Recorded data
# # #

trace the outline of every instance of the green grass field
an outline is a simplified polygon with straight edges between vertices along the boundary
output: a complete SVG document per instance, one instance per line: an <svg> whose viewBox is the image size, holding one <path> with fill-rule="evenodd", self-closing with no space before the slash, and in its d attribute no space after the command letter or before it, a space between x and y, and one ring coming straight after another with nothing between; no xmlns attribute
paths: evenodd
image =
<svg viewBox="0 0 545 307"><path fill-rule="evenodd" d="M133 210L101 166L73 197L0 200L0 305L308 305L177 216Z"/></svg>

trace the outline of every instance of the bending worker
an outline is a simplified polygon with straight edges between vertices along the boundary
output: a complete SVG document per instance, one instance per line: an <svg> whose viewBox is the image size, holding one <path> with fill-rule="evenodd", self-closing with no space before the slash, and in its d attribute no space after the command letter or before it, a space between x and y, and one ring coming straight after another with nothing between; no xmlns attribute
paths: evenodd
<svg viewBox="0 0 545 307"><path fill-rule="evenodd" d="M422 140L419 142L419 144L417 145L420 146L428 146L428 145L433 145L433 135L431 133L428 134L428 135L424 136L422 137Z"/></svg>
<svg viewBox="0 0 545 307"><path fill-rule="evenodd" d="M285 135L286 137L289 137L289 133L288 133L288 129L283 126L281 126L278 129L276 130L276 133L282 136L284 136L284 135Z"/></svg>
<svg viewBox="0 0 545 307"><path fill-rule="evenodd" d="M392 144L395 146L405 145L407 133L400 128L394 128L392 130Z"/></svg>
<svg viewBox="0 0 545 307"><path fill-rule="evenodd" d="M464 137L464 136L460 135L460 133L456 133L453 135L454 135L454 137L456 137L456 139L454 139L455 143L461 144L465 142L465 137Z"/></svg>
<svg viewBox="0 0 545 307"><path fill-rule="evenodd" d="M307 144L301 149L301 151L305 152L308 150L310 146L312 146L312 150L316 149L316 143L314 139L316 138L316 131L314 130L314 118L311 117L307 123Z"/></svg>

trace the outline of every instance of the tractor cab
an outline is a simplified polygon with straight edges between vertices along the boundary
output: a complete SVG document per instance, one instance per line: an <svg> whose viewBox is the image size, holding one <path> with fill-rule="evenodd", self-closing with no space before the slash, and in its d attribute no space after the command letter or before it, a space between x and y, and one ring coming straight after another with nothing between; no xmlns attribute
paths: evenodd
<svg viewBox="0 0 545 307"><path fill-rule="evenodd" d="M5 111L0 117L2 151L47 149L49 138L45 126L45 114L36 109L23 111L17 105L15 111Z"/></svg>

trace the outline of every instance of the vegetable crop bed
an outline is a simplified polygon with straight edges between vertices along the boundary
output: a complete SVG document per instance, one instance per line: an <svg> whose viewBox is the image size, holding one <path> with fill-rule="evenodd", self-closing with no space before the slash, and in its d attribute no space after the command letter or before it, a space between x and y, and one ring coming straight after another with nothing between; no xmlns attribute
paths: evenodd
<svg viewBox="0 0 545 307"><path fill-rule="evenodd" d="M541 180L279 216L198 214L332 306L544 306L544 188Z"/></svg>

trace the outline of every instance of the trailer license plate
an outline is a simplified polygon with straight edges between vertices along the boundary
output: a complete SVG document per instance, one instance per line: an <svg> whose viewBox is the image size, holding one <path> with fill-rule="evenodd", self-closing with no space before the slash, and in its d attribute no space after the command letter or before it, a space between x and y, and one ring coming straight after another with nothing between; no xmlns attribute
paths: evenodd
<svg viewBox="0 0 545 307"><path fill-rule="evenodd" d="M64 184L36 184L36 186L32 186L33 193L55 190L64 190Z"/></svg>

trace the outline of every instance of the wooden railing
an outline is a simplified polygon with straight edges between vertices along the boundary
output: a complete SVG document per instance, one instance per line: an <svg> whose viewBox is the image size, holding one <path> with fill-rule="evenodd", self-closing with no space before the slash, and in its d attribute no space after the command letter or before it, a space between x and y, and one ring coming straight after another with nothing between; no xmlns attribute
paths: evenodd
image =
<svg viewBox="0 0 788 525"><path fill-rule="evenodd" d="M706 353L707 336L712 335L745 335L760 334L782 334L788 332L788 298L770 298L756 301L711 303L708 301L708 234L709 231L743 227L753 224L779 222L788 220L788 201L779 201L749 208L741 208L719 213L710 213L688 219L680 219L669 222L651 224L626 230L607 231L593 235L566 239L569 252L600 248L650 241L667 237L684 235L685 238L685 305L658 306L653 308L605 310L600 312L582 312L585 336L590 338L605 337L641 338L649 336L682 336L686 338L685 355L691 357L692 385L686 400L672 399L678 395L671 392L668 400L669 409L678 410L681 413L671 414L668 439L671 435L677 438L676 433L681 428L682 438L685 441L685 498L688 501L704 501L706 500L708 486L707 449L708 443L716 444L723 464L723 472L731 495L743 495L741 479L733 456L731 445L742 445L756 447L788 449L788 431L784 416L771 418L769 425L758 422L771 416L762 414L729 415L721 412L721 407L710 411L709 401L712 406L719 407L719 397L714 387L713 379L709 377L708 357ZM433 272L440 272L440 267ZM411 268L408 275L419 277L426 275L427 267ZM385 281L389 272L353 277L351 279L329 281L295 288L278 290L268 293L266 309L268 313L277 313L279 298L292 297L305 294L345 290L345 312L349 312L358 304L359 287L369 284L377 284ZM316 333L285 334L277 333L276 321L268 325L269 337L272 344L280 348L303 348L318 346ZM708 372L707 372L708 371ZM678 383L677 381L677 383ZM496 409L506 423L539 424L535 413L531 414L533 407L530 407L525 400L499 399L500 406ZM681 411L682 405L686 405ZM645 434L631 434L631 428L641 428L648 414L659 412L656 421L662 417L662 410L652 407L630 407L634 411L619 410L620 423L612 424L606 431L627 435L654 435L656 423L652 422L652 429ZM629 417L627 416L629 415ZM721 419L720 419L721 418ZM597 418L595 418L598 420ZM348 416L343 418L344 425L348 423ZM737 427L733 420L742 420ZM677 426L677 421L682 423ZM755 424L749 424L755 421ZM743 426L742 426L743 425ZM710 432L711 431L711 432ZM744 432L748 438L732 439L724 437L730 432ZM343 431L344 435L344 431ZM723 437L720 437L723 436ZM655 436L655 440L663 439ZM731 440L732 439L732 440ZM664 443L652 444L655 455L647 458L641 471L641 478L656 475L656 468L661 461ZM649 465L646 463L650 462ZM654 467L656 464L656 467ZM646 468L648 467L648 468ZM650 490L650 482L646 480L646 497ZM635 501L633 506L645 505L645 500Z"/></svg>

# # #

### [Job]
Find each line in the records above that contains the word "every" and copy those lines.

### [Answer for this exercise]
trace the outline of every instance of the green grass field
trace the outline of every instance of the bending worker
trace the outline of every instance of the tractor cab
trace the outline of every instance of the vegetable crop bed
trace the outline of every instance of the trailer license plate
trace the outline of every instance of the wooden railing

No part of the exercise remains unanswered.